What is required –
Look for "Target: monkey's foot" in the records below, then copy that line and every line after it, exactly and with nothing added.

Source data –
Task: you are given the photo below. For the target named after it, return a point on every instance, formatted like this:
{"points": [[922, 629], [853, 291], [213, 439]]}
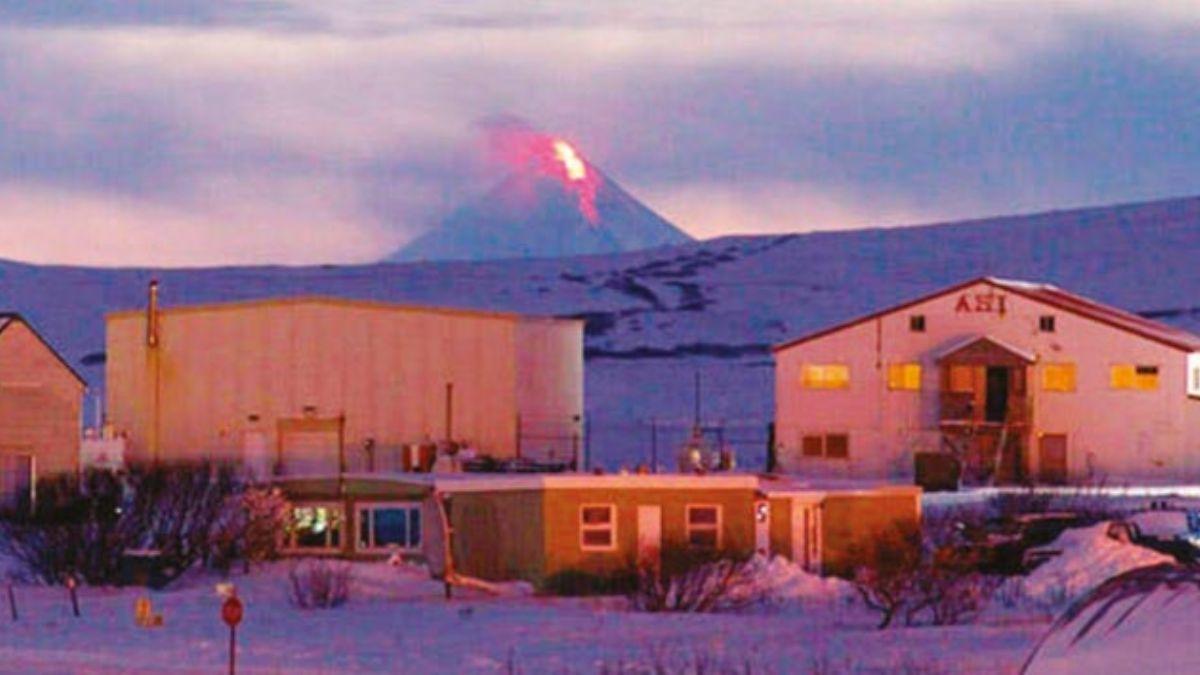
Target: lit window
{"points": [[598, 527], [703, 526], [832, 446], [390, 526], [1144, 377], [832, 376], [316, 527], [1059, 377], [904, 376]]}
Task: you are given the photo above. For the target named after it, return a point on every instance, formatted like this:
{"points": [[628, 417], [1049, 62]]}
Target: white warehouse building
{"points": [[1020, 382]]}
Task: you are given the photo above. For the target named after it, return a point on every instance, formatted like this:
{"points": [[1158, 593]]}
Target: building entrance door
{"points": [[649, 537], [996, 402], [1053, 458]]}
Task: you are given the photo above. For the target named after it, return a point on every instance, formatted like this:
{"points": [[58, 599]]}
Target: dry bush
{"points": [[919, 578], [250, 527], [84, 524], [696, 583], [886, 580], [948, 590], [319, 584]]}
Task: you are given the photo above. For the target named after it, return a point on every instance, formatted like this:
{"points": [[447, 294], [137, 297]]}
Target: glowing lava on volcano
{"points": [[575, 174]]}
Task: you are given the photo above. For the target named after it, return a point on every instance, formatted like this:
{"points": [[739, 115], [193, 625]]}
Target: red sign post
{"points": [[231, 613]]}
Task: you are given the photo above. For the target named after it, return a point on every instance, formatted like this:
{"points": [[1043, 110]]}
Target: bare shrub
{"points": [[178, 511], [886, 581], [949, 590], [250, 527], [319, 584], [84, 524], [75, 527], [696, 583]]}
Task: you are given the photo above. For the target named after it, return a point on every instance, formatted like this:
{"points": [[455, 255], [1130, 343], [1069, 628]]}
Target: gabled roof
{"points": [[1047, 294], [9, 318]]}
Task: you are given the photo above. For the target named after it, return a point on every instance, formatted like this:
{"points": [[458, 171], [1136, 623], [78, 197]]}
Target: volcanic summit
{"points": [[553, 203]]}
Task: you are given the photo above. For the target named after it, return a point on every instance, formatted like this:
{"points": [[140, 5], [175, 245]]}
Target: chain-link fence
{"points": [[667, 444]]}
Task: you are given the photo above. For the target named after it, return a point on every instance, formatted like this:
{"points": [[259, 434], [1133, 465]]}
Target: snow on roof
{"points": [[1043, 293], [791, 485], [505, 482], [1111, 316], [767, 484]]}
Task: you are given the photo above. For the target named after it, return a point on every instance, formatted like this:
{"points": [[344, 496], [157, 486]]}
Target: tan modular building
{"points": [[312, 386], [826, 529], [535, 526], [1015, 381], [40, 411]]}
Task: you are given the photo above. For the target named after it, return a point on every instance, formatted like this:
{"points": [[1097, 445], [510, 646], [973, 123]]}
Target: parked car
{"points": [[1000, 547], [1168, 541]]}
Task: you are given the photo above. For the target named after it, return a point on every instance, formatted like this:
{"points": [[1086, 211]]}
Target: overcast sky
{"points": [[209, 131]]}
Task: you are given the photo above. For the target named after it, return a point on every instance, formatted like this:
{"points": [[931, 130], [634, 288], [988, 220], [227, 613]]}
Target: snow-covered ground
{"points": [[397, 621]]}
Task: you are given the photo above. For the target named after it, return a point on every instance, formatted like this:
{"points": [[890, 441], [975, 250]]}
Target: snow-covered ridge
{"points": [[657, 316]]}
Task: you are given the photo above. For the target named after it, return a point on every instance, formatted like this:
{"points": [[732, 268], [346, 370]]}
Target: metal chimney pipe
{"points": [[153, 315]]}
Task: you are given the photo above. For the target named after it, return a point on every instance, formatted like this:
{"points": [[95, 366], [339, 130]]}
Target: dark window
{"points": [[813, 446], [837, 446]]}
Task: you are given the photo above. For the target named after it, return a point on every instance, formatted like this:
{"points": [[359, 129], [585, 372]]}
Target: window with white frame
{"points": [[598, 527], [316, 527], [703, 526], [389, 526]]}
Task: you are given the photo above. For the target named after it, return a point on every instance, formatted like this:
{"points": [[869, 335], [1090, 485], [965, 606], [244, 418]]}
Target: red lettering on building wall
{"points": [[982, 303]]}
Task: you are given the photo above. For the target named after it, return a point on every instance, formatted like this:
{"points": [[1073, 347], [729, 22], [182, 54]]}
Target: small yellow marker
{"points": [[144, 615]]}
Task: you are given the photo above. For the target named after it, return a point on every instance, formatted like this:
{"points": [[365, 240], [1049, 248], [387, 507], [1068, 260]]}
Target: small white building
{"points": [[1020, 381]]}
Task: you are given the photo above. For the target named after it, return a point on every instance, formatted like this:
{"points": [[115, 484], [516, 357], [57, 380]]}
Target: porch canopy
{"points": [[984, 350]]}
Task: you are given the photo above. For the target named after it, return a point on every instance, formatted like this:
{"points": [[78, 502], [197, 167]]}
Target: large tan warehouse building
{"points": [[40, 411], [310, 386]]}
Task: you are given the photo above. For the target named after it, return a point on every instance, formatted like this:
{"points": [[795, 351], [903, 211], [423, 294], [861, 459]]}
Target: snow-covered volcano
{"points": [[546, 209]]}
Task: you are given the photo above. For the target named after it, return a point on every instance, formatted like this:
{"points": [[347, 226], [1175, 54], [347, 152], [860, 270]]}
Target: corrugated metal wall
{"points": [[225, 372]]}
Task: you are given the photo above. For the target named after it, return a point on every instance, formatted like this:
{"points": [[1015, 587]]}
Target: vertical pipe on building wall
{"points": [[449, 416], [155, 368], [772, 460], [654, 446], [587, 444]]}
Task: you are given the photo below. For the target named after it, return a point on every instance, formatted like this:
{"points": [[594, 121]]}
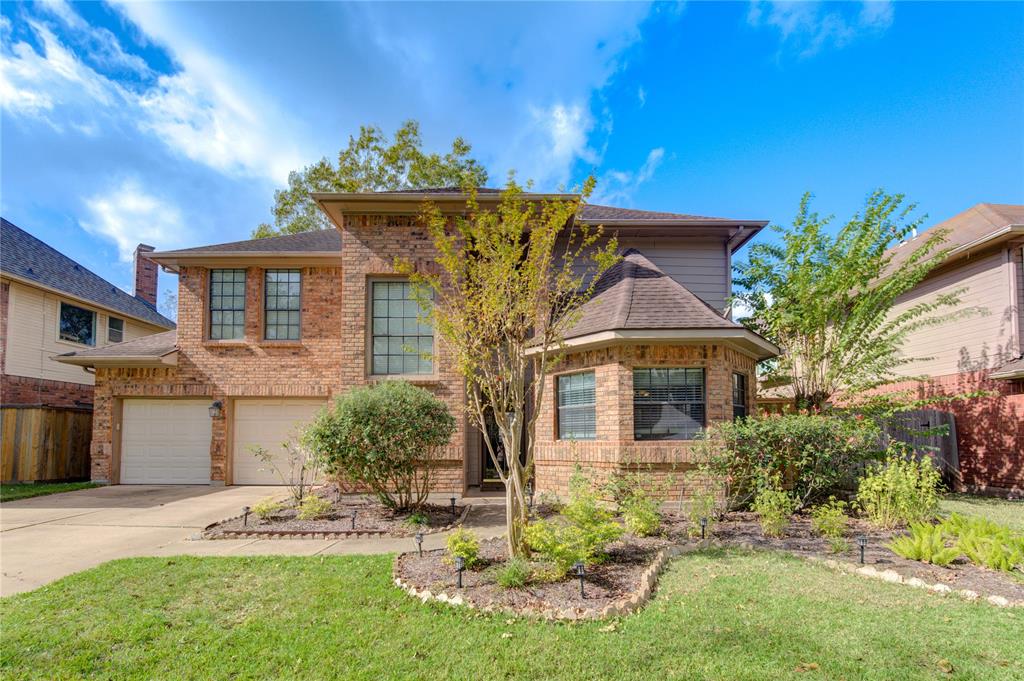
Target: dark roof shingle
{"points": [[25, 256], [635, 294]]}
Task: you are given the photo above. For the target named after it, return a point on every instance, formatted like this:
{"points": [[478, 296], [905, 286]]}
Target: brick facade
{"points": [[614, 449]]}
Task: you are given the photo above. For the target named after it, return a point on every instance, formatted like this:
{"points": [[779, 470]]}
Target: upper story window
{"points": [[115, 330], [668, 403], [77, 325], [227, 304], [738, 395], [282, 304], [397, 337], [577, 407]]}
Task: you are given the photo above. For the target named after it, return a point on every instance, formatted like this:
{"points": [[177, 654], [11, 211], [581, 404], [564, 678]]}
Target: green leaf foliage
{"points": [[826, 297], [385, 436], [370, 163]]}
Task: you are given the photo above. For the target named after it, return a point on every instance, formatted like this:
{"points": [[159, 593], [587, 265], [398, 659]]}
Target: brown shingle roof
{"points": [[635, 294]]}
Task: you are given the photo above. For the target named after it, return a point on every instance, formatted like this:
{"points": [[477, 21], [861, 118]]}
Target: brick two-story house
{"points": [[269, 330]]}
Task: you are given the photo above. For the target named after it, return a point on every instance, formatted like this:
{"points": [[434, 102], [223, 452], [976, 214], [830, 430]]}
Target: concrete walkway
{"points": [[47, 538]]}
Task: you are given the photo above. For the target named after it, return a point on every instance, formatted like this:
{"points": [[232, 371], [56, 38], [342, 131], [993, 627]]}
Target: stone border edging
{"points": [[895, 578], [624, 605], [335, 534]]}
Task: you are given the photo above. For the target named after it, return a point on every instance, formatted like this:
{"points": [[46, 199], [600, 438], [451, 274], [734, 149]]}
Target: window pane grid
{"points": [[397, 337], [282, 304], [577, 407], [227, 304], [668, 403]]}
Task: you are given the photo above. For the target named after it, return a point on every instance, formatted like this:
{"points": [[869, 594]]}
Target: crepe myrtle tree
{"points": [[827, 298], [509, 283]]}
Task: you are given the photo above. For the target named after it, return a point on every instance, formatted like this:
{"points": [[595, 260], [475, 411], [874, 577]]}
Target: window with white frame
{"points": [[668, 403], [577, 407], [400, 343]]}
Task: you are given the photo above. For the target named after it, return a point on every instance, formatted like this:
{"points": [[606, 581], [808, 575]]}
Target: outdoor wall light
{"points": [[580, 570], [460, 564], [862, 543]]}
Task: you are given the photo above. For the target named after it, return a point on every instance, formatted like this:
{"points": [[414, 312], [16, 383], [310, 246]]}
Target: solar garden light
{"points": [[580, 569], [460, 564], [862, 543]]}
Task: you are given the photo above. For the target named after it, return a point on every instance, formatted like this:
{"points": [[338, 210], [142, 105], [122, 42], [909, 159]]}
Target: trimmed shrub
{"points": [[811, 454], [312, 507], [386, 437], [464, 544], [773, 508], [900, 491]]}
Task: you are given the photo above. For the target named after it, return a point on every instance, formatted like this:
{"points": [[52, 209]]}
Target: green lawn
{"points": [[717, 615], [1005, 512], [9, 493]]}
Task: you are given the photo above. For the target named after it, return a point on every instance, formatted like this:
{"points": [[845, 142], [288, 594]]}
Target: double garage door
{"points": [[167, 441]]}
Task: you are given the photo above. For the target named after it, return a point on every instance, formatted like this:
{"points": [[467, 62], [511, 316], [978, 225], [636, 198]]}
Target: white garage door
{"points": [[266, 423], [165, 441]]}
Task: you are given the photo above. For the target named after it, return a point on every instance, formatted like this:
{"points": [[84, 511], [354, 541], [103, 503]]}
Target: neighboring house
{"points": [[51, 305], [269, 330], [981, 351]]}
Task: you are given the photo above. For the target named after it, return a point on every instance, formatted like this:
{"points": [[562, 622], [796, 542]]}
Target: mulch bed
{"points": [[742, 529], [617, 577], [372, 517]]}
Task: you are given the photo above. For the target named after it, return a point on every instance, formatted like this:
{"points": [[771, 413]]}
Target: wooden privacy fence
{"points": [[44, 443]]}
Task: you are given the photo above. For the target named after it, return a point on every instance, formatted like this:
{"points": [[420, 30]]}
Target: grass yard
{"points": [[9, 493], [1005, 512], [721, 614]]}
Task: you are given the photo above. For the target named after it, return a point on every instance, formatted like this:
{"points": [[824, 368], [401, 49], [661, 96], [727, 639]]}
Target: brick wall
{"points": [[614, 448]]}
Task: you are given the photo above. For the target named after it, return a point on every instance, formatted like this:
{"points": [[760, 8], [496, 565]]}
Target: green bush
{"points": [[900, 491], [812, 454], [829, 519], [266, 508], [514, 573], [581, 533], [464, 544], [386, 437], [312, 507], [773, 508], [926, 543]]}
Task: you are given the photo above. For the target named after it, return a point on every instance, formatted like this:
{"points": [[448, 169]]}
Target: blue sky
{"points": [[173, 124]]}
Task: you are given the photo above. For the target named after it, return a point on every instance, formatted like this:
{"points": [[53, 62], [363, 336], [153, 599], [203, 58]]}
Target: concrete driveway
{"points": [[46, 538]]}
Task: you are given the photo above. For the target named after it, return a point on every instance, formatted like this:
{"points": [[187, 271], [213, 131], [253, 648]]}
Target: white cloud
{"points": [[810, 27], [127, 215], [619, 186]]}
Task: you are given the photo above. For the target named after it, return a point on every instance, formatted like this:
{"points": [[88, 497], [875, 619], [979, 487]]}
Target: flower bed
{"points": [[371, 519]]}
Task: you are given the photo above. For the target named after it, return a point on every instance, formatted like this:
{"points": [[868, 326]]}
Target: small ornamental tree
{"points": [[509, 284], [385, 436]]}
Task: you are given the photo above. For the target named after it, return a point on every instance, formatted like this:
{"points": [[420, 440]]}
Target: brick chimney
{"points": [[145, 274]]}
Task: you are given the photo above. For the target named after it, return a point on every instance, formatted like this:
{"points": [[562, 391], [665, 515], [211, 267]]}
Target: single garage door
{"points": [[266, 423], [165, 441]]}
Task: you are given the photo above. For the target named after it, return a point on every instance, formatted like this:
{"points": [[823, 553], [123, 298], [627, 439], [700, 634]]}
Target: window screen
{"points": [[577, 407], [668, 403], [78, 325], [398, 337], [115, 330], [227, 303], [281, 302], [738, 395]]}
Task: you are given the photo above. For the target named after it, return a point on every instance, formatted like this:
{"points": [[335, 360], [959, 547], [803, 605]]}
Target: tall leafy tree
{"points": [[509, 284], [827, 299], [370, 163]]}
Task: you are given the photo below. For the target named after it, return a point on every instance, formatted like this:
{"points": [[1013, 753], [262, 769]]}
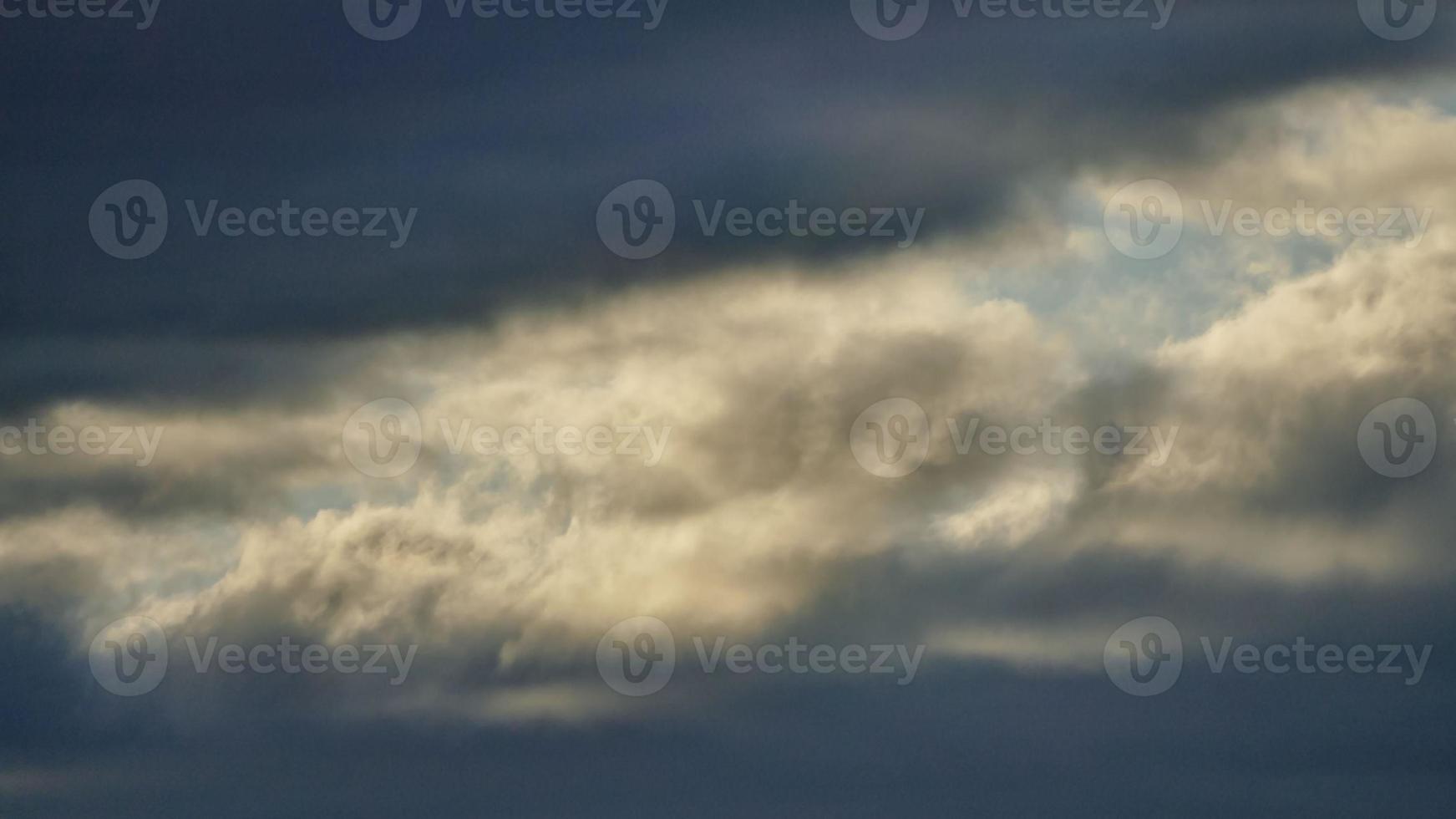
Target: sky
{"points": [[657, 409]]}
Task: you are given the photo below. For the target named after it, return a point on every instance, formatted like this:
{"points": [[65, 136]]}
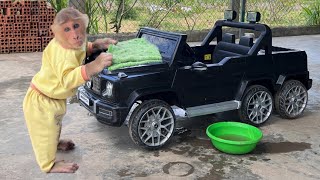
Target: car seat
{"points": [[227, 49]]}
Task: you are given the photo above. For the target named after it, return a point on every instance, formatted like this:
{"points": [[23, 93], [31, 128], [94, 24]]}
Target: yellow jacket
{"points": [[61, 71]]}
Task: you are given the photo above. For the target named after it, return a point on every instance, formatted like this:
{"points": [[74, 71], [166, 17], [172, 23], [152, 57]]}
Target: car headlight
{"points": [[89, 84], [109, 89]]}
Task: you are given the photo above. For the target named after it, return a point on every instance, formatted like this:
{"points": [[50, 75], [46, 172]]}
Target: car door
{"points": [[207, 84]]}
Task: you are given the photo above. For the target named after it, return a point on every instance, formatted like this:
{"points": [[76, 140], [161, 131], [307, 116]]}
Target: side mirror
{"points": [[230, 15], [253, 17], [199, 66]]}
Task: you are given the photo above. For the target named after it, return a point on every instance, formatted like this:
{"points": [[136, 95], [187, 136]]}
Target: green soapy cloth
{"points": [[133, 52]]}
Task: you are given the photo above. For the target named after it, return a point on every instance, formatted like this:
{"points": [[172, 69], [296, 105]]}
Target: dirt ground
{"points": [[289, 149]]}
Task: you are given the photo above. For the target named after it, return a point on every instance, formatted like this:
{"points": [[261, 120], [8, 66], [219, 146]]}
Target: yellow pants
{"points": [[43, 117]]}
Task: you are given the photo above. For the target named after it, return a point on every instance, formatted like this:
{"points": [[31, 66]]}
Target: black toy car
{"points": [[250, 76]]}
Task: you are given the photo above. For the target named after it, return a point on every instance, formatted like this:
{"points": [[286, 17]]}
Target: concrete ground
{"points": [[289, 149]]}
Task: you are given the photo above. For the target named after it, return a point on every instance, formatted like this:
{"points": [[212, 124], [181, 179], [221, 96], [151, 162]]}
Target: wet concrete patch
{"points": [[179, 169], [127, 173], [280, 147]]}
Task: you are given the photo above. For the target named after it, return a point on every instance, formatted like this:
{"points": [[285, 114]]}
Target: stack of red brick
{"points": [[25, 25]]}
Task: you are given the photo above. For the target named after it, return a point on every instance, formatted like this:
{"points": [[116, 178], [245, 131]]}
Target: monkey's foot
{"points": [[66, 145], [63, 167]]}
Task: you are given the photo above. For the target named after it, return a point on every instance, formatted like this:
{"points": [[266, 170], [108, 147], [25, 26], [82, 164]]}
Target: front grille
{"points": [[96, 84]]}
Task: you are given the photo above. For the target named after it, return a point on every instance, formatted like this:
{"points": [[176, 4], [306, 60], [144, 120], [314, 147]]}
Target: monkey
{"points": [[62, 71]]}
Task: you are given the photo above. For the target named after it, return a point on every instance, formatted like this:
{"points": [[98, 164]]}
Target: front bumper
{"points": [[105, 113]]}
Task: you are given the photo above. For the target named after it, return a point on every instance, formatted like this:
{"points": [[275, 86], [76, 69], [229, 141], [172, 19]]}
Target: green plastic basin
{"points": [[234, 137]]}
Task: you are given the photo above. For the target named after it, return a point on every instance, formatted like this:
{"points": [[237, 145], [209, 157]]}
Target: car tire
{"points": [[256, 105], [291, 100], [152, 124]]}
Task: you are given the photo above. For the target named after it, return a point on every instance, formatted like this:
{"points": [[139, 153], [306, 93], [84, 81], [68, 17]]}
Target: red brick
{"points": [[12, 11], [19, 18], [43, 10], [26, 3], [27, 18], [8, 27], [3, 34], [3, 19], [35, 4], [51, 11], [42, 18], [34, 25], [25, 33], [42, 3], [17, 4], [50, 18], [5, 3], [34, 33], [35, 18], [43, 32], [16, 34], [37, 48], [17, 26], [34, 11], [10, 19], [25, 11]]}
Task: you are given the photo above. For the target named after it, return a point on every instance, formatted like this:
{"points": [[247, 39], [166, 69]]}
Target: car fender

Solution to this problem –
Target: monkey's foot
{"points": [[66, 145], [63, 167]]}
Task: you are given the photo above. For the target named after it, return a point on every instance, formatted like this:
{"points": [[266, 170], [108, 147], [25, 26], [82, 164]]}
Target: front grille
{"points": [[96, 84]]}
Task: you are given the photo above. For the target named after it, return a point on every instance, formatted like this:
{"points": [[176, 4], [306, 60], [144, 120], [314, 147]]}
Target: monkey
{"points": [[62, 71]]}
Task: you are given the photo above. For the target named after it, return a point on every instance, formatted like this:
{"points": [[98, 164]]}
Target: front bumper
{"points": [[105, 113]]}
Task: you are given the photo above. For the target named after it, return a point on every instance, formatted like this:
{"points": [[275, 86], [76, 69], [229, 141], [172, 19]]}
Target: green plastic basin
{"points": [[234, 137]]}
Task: you are given the photo above. For the target named after it, return a point on every instance, formatted like this:
{"points": [[237, 145], [209, 157]]}
Target: car tire
{"points": [[256, 105], [291, 100], [152, 124]]}
Task: you are given the photo above. For the target named after it, return a point on every instance, formatted like this:
{"points": [[139, 153], [306, 93], [84, 81], [68, 17]]}
Target: red brick
{"points": [[12, 11], [19, 18], [43, 10], [26, 3], [27, 18], [8, 27], [3, 34], [3, 19], [35, 4], [51, 11], [42, 18], [34, 25], [25, 33], [42, 3], [17, 4], [50, 18], [5, 3], [34, 33], [35, 18], [43, 32], [16, 34], [37, 48], [17, 26], [34, 11], [10, 19], [25, 11]]}
Task: you are given the photo above. For the target named after it, return a point on every instance, formatted like this:
{"points": [[247, 39], [166, 69]]}
Target: car fender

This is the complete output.